#### Problem statement:
Transcribe exactly, please, the lines from the one containing "308, row 129." through the end of the records below, and leave out the pictures.

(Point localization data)
● ● ● ●
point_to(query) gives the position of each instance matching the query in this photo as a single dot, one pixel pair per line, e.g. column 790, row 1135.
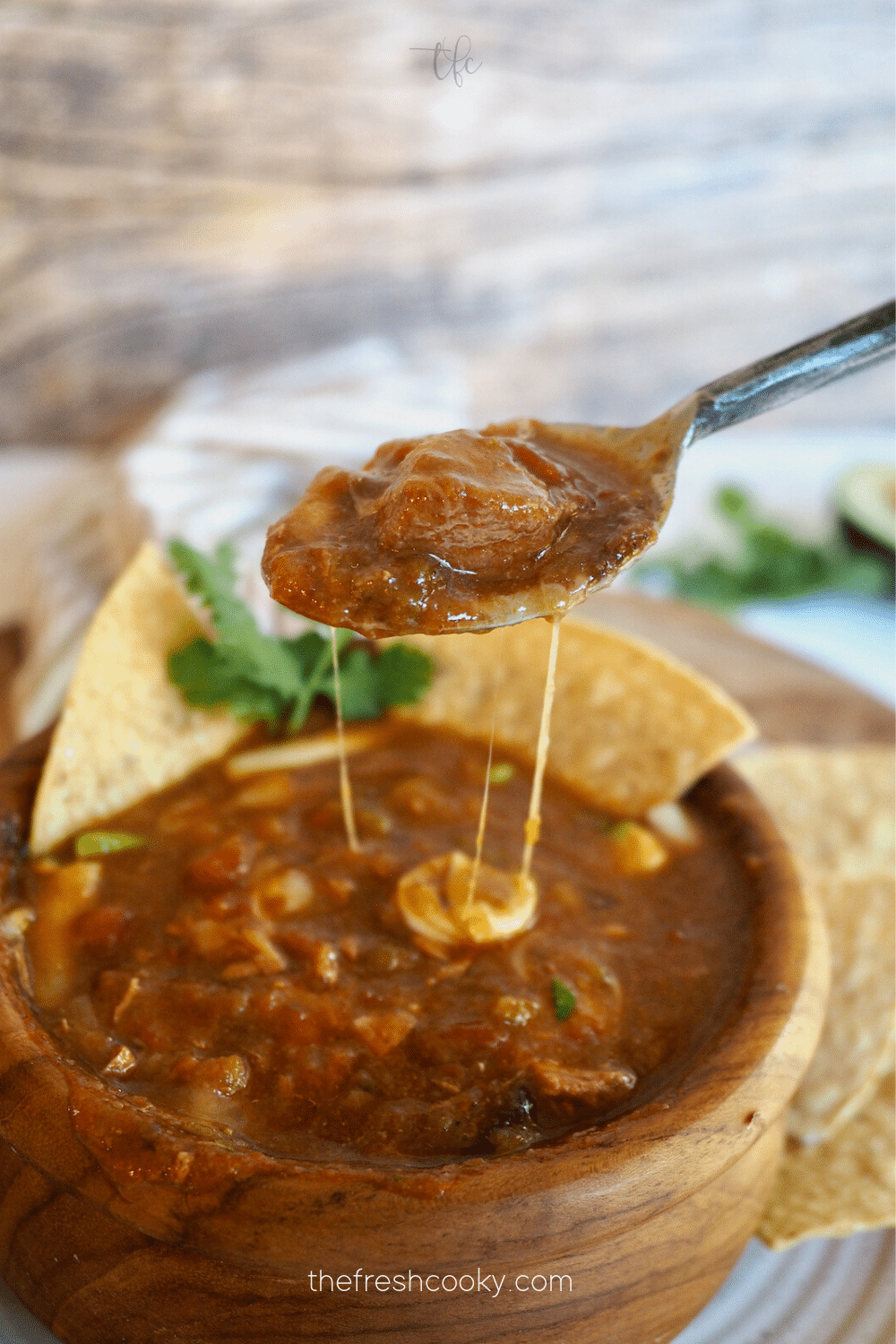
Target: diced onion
column 435, row 900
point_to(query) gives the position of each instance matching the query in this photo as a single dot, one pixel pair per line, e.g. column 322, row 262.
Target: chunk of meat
column 382, row 1031
column 556, row 1080
column 465, row 499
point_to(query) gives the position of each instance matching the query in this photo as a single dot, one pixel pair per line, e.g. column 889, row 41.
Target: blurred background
column 239, row 238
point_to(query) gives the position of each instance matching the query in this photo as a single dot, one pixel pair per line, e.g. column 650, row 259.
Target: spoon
column 468, row 531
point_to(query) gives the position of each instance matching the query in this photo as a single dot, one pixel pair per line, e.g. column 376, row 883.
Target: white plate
column 823, row 1292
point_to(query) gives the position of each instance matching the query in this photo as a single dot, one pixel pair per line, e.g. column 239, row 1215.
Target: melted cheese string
column 484, row 809
column 344, row 782
column 533, row 820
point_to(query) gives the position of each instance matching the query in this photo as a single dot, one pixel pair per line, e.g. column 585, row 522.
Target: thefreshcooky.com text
column 413, row 1282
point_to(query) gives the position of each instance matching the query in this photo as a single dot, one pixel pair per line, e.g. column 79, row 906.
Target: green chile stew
column 245, row 969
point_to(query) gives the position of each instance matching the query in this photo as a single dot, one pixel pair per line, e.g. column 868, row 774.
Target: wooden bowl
column 196, row 1242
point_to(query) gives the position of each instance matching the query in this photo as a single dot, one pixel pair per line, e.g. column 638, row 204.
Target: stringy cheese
column 455, row 900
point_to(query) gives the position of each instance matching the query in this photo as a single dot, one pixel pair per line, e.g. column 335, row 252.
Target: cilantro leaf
column 107, row 841
column 563, row 999
column 405, row 674
column 276, row 680
column 769, row 564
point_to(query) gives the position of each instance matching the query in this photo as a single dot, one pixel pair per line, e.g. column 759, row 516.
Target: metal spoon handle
column 780, row 378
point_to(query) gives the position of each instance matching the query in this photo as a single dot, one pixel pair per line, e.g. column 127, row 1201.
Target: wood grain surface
column 621, row 203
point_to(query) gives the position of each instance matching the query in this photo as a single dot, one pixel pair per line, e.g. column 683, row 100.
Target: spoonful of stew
column 473, row 530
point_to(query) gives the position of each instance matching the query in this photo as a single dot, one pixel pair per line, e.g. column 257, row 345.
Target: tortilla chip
column 834, row 806
column 840, row 1187
column 632, row 726
column 125, row 731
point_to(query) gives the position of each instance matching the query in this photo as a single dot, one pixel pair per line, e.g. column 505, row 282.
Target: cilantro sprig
column 563, row 999
column 276, row 680
column 770, row 564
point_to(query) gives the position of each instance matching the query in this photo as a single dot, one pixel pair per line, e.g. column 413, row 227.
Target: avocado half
column 866, row 500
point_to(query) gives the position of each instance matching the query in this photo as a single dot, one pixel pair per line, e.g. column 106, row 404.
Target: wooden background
column 622, row 202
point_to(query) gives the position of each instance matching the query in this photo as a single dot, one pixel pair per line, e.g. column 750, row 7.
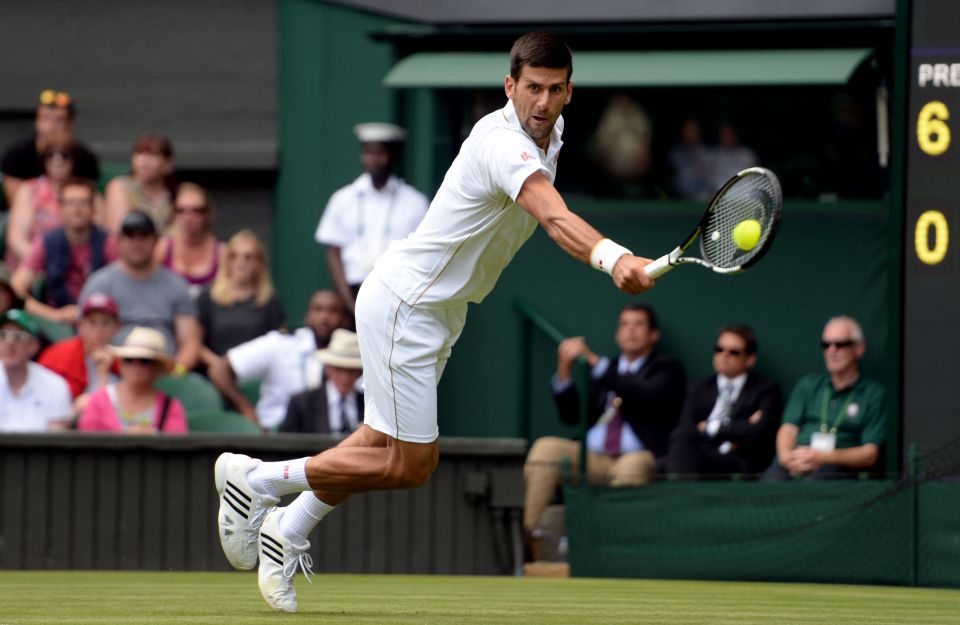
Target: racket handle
column 659, row 267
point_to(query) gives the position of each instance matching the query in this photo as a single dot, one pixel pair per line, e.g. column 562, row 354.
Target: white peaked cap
column 379, row 132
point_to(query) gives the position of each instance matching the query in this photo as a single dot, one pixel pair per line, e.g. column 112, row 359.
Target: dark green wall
column 329, row 77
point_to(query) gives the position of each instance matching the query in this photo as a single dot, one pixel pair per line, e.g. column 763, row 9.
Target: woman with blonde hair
column 241, row 303
column 191, row 250
column 134, row 405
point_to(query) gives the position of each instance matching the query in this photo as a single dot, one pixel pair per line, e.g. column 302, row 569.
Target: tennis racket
column 753, row 194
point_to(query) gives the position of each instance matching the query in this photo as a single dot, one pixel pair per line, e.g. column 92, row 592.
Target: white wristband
column 605, row 255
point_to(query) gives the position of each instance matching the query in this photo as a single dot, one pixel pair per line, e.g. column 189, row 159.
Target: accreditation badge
column 823, row 441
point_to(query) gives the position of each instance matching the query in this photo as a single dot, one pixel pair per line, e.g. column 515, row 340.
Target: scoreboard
column 931, row 313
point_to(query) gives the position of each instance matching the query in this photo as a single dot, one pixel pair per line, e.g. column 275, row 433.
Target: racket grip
column 659, row 267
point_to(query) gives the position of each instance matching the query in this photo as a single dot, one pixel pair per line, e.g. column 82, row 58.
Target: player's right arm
column 574, row 235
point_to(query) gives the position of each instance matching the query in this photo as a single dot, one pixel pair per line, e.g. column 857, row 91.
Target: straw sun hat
column 145, row 343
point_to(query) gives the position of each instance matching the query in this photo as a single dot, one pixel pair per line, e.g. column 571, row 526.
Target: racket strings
column 754, row 196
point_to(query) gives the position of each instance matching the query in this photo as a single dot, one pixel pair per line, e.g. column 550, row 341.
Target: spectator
column 834, row 423
column 8, row 297
column 36, row 207
column 85, row 360
column 147, row 294
column 241, row 304
column 361, row 219
column 66, row 256
column 336, row 406
column 286, row 364
column 32, row 399
column 191, row 251
column 730, row 157
column 729, row 420
column 149, row 187
column 55, row 117
column 634, row 404
column 134, row 405
column 691, row 164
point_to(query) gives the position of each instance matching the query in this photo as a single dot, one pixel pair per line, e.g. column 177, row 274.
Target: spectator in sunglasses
column 729, row 419
column 134, row 405
column 149, row 187
column 32, row 398
column 834, row 424
column 191, row 250
column 55, row 118
column 36, row 207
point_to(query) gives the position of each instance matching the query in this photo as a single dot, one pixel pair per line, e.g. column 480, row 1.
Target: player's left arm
column 574, row 235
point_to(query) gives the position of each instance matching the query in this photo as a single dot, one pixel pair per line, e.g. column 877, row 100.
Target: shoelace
column 290, row 564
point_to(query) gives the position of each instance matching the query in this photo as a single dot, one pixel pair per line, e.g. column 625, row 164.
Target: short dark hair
column 744, row 332
column 74, row 181
column 540, row 50
column 644, row 308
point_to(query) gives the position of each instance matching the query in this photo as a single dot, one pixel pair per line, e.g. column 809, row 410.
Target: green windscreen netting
column 893, row 531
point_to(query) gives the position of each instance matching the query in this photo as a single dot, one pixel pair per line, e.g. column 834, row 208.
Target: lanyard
column 387, row 222
column 823, row 411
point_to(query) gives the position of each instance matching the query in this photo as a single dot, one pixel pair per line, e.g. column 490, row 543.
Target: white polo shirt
column 285, row 363
column 44, row 398
column 474, row 226
column 362, row 221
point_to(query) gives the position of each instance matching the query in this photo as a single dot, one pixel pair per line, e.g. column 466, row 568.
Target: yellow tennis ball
column 746, row 234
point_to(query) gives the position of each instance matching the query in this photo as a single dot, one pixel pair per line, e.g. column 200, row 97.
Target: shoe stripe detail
column 229, row 495
column 233, row 489
column 276, row 544
column 235, row 508
column 273, row 557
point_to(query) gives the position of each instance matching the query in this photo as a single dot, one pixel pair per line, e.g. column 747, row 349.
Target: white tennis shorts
column 404, row 350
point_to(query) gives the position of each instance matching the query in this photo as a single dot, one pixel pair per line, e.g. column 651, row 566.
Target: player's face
column 730, row 356
column 634, row 336
column 846, row 356
column 539, row 95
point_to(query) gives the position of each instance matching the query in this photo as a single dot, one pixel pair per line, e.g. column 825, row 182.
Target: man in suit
column 336, row 406
column 635, row 400
column 729, row 420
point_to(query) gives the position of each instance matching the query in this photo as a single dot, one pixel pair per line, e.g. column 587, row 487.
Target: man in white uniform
column 410, row 312
column 362, row 218
column 32, row 398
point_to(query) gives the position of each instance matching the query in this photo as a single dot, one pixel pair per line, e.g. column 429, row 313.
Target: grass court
column 173, row 598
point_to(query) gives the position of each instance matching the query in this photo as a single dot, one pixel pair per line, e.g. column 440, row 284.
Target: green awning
column 452, row 70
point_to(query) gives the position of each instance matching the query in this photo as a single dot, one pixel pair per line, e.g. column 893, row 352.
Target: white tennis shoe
column 242, row 509
column 279, row 559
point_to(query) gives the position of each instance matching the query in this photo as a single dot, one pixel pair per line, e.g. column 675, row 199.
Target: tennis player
column 410, row 312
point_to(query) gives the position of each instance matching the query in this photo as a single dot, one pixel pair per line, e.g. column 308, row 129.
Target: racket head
column 753, row 193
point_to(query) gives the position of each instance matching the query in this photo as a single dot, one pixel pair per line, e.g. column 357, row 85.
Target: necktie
column 724, row 402
column 611, row 440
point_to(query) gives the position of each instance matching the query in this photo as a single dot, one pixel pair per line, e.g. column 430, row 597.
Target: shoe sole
column 220, row 482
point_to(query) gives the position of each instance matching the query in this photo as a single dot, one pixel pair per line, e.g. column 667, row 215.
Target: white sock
column 301, row 516
column 280, row 478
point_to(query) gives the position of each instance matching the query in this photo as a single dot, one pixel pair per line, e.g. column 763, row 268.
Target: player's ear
column 509, row 86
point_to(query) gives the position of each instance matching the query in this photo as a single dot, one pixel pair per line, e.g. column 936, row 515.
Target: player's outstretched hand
column 629, row 276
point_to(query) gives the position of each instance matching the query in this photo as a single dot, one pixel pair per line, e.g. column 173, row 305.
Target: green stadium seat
column 223, row 421
column 195, row 392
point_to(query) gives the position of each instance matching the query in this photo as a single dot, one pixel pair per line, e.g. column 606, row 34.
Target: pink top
column 100, row 415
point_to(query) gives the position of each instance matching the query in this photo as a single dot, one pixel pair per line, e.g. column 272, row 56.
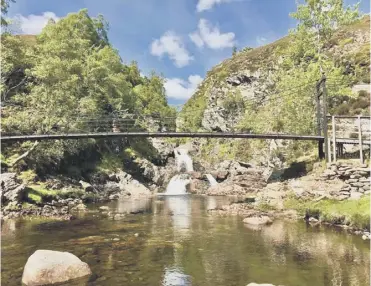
● ● ● ●
#### Your solution:
point_to(query) gives the position of each instance matching the query in this photo as a single dot, one pixel pair per line, e.g. column 308, row 129.
Target: racket head
column 753, row 193
point_to(query) gives the position of each instance matching the query in this photo as a single dot, one pixel pair per line, e.g. column 357, row 85.
Target: necktie
column 724, row 402
column 611, row 440
point_to(query) gives the position of each instance matching the query in this photo as a single dot, one pixel pair per line, e.g. column 430, row 597.
Target: shoe sole
column 220, row 482
point_to(query) gives the position of each instance matching the query in this photo as a single dot, one pixel pair per line, e.g. column 667, row 215.
Target: white sock
column 301, row 516
column 280, row 478
point_to(query) gives the position of each instance matching the query in this photo as a single dot, one pixel pair per line, e.g. column 763, row 268.
Target: player's ear
column 509, row 86
point_to(query) gives the position of each instance matching the query in this photo as a single dot, one pixel pair per line, e.g. column 936, row 515.
Target: player's outstretched hand
column 629, row 276
point_to(query) gives the position of each instance matching the query in this photo as a single dot, one pixel pair per line, e.g. column 173, row 305.
Target: green stadium seat
column 223, row 421
column 195, row 392
point_to(query) gives the position of each instance matching the query in this photo as a single dot, one pixel pair per line, e.g. column 606, row 34.
Target: pink top
column 100, row 415
point_to(query) gives the position of each instance matching the query in this photo as a single dot, one pixel pair per line, e.g. column 272, row 56.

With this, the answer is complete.